▶ [Tarefas]:
**A.** Extraia do trecho sobre o ensino de ciências, sem nenhuma alteração, a passagem entre "Imaginem um país" e "com seu ajudante.", inclusive.
**B.** Responda às perguntas abaixo com base no trecho sobre o ensino de ciências.
(i) O que Oersted colocou perto de um fio metálico percorrido por corrente elétrica?
(ii) Na invenção de Volta, o que separava os pedaços dos dois metais?
(iii) Quais cientistas não precisaram de computador?

▶ [Trecho]:
↓↓↓

O que Oersted observou 200 anos atrás colocando uma agulha de marear perto de um fio metálico percorrido por uma corrente elétrica vinda do empilhamento alternado de pedaços de dois metais separados por pedaços de couro úmido inventado por Volta, podemos construir e fazer em qualquer escola do país. É certo que a dificuldade profunda em colocar uma prática de Ciência no ensino de cada dia é o fato de todos nós, professores, termos tido uma formação secundária (“muito secundária mesmo!” segundo um poeta do Québec) toda teórico-irrealista,
sem tocar no real com os dedos, nem olhar com os olhos.
Aos Secretários de Educação que colocam como prioridade orçamentária a compra de computadores para as escolas “entrarem no século XX ou XXI” dependendo das regiões do país, gostaria de apontar que nem Galileu, nem Oersted, nem Faraday precisaram de computador e que o país seria cientificamente culto se todos os professores soubessem fazer, apreciar e elaborar aquelas experiências e raciocínios que Galileu, Oersted e Faraday viveram.
Imaginem um país no qual todas as pessoas, hoje, soubessem tudo o que Galileu sabia e as imaginem conversando com seus filhos como Galileu conversava com seu ajudante.

↑↑↑

▶ [Registros fornecidos]:
↓↓↓

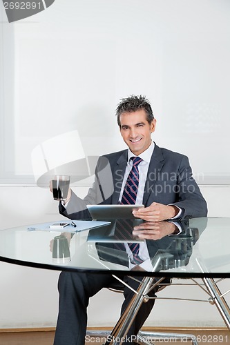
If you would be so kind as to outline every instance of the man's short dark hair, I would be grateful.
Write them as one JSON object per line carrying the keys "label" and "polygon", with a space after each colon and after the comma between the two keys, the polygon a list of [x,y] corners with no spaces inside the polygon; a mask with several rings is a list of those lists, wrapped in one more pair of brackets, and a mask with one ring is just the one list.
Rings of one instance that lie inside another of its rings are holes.
{"label": "man's short dark hair", "polygon": [[135,96],[131,95],[129,97],[122,98],[116,109],[117,116],[117,124],[121,126],[120,116],[123,112],[133,112],[134,111],[144,109],[146,113],[146,120],[151,124],[154,119],[153,110],[148,99],[145,96]]}

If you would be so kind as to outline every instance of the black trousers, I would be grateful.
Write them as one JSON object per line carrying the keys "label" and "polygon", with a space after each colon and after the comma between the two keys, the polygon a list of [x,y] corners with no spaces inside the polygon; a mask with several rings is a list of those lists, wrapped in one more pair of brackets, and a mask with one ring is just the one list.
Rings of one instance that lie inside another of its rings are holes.
{"label": "black trousers", "polygon": [[[128,277],[124,280],[136,289],[139,283]],[[142,277],[139,277],[139,279]],[[54,345],[84,345],[87,326],[87,306],[89,298],[102,288],[115,281],[111,275],[79,273],[77,272],[61,272],[59,279],[59,315],[57,323]],[[152,291],[152,295],[154,292]],[[124,302],[122,313],[126,308],[133,295],[133,293],[125,287]],[[134,339],[148,317],[155,302],[149,299],[142,305],[128,333],[127,342],[124,344],[133,344],[129,341]],[[111,304],[113,301],[111,302]],[[98,310],[99,317],[99,310]],[[131,336],[132,338],[131,338]],[[135,343],[135,342],[134,342]]]}

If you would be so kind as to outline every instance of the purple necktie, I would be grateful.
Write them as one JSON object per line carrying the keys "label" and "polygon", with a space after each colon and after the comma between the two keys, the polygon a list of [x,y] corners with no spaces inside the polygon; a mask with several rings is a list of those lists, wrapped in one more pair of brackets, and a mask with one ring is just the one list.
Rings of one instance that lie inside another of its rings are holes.
{"label": "purple necktie", "polygon": [[[133,160],[133,166],[124,186],[121,201],[121,204],[123,205],[135,204],[137,199],[139,185],[138,165],[141,161],[142,161],[143,159],[140,158],[140,157],[133,157],[131,159]],[[138,257],[140,244],[138,243],[129,243],[128,246],[133,253],[134,259],[136,257],[137,261],[141,262],[141,260]]]}

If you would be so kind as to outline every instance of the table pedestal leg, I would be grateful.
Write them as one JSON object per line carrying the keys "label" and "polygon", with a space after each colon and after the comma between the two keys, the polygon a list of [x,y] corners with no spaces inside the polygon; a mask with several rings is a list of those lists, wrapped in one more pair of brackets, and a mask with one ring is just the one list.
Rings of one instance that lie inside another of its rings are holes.
{"label": "table pedestal leg", "polygon": [[224,298],[222,297],[221,292],[216,284],[215,284],[215,281],[213,278],[202,278],[202,281],[208,292],[210,293],[213,303],[215,304],[222,319],[230,331],[230,309],[227,302]]}
{"label": "table pedestal leg", "polygon": [[128,331],[133,322],[140,308],[141,307],[144,299],[146,297],[146,294],[148,288],[153,283],[153,279],[151,277],[145,277],[137,292],[137,294],[134,294],[133,298],[129,302],[126,309],[119,319],[117,324],[113,328],[109,339],[106,342],[105,345],[113,344],[114,345],[119,345],[122,344],[122,338],[126,336]]}

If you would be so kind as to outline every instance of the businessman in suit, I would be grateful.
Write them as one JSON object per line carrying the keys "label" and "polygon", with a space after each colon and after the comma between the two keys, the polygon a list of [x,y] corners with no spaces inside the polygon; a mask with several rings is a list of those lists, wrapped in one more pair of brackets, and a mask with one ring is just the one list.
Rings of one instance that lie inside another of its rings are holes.
{"label": "businessman in suit", "polygon": [[[61,214],[73,219],[86,219],[90,217],[86,208],[88,204],[143,204],[144,208],[133,213],[147,222],[205,217],[207,204],[193,179],[188,158],[159,148],[152,141],[156,120],[148,101],[144,97],[134,95],[123,99],[116,114],[121,135],[128,149],[100,157],[95,182],[87,196],[82,199],[70,190],[66,201],[60,203]],[[127,182],[131,184],[131,181],[133,185],[128,190]],[[142,268],[135,265],[132,269]],[[89,298],[113,279],[109,275],[61,273],[55,345],[84,344]],[[124,277],[124,280],[137,288],[136,282],[128,277]],[[133,293],[125,288],[124,295],[122,312]],[[135,344],[131,339],[138,333],[153,304],[154,299],[142,304],[124,344]]]}

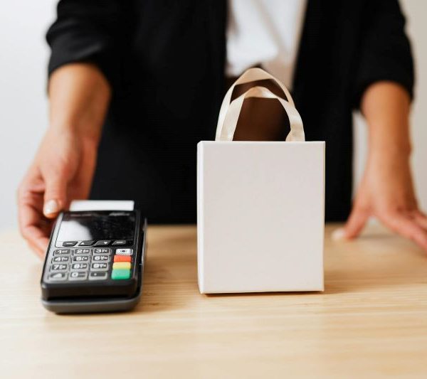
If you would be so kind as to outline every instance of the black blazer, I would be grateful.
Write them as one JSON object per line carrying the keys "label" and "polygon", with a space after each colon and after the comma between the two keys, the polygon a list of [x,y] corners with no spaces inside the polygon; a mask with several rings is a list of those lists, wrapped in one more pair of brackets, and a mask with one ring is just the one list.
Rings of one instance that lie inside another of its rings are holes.
{"label": "black blazer", "polygon": [[[226,0],[63,0],[47,33],[49,73],[97,65],[113,98],[92,198],[135,199],[154,223],[196,220],[196,146],[213,139],[224,94]],[[352,196],[352,111],[392,80],[412,95],[397,0],[309,0],[292,95],[307,140],[326,141],[326,219]]]}

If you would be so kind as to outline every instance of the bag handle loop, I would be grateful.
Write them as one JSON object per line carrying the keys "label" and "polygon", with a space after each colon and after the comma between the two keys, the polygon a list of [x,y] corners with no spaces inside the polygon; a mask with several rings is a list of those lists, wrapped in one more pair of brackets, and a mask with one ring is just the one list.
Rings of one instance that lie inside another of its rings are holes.
{"label": "bag handle loop", "polygon": [[[285,92],[288,101],[273,94],[265,87],[257,86],[253,87],[231,102],[233,90],[237,85],[264,79],[271,79],[278,83]],[[216,141],[233,140],[243,100],[247,97],[265,97],[279,100],[288,114],[290,124],[290,132],[286,137],[286,141],[305,141],[302,120],[295,107],[290,93],[280,81],[268,73],[258,68],[250,68],[245,71],[227,91],[219,112],[215,137]]]}

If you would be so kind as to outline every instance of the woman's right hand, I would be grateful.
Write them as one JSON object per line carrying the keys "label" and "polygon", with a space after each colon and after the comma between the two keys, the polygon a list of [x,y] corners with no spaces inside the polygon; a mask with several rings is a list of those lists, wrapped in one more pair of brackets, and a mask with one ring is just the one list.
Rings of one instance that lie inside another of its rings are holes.
{"label": "woman's right hand", "polygon": [[51,127],[18,190],[21,233],[41,257],[58,213],[89,195],[110,92],[88,63],[64,65],[51,77]]}
{"label": "woman's right hand", "polygon": [[54,218],[73,199],[87,198],[97,144],[70,131],[48,130],[18,190],[21,233],[43,257]]}

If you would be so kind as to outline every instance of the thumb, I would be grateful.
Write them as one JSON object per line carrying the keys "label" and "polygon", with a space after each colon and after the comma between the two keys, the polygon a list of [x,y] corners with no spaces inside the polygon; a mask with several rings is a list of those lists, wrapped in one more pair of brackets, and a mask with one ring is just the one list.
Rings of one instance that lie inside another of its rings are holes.
{"label": "thumb", "polygon": [[67,180],[58,174],[45,177],[46,189],[43,213],[48,218],[56,217],[67,201]]}
{"label": "thumb", "polygon": [[369,218],[369,213],[362,208],[354,206],[344,225],[344,228],[334,230],[334,240],[352,240],[357,237],[364,228]]}

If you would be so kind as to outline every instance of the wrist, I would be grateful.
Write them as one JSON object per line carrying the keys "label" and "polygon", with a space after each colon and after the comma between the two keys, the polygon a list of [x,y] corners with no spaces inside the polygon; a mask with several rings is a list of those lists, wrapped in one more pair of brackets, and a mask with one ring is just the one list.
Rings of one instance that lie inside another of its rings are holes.
{"label": "wrist", "polygon": [[52,123],[48,129],[56,135],[56,138],[70,139],[84,142],[85,144],[97,148],[101,137],[101,129],[94,130],[93,128],[85,128],[76,122]]}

↑↑↑

▶ [Respostas corretas]:
**A.**
Imaginem um país no qual todas as pessoas, hoje, soubessem tudo o que Galileu sabia e as imaginem conversando com seus filhos como Galileu conversava com seu ajudante.

**B.**
(i) Uma agulha de marear.
(ii) Pedaços de couro úmido.
(iii) Galileu, Oersted e Faraday.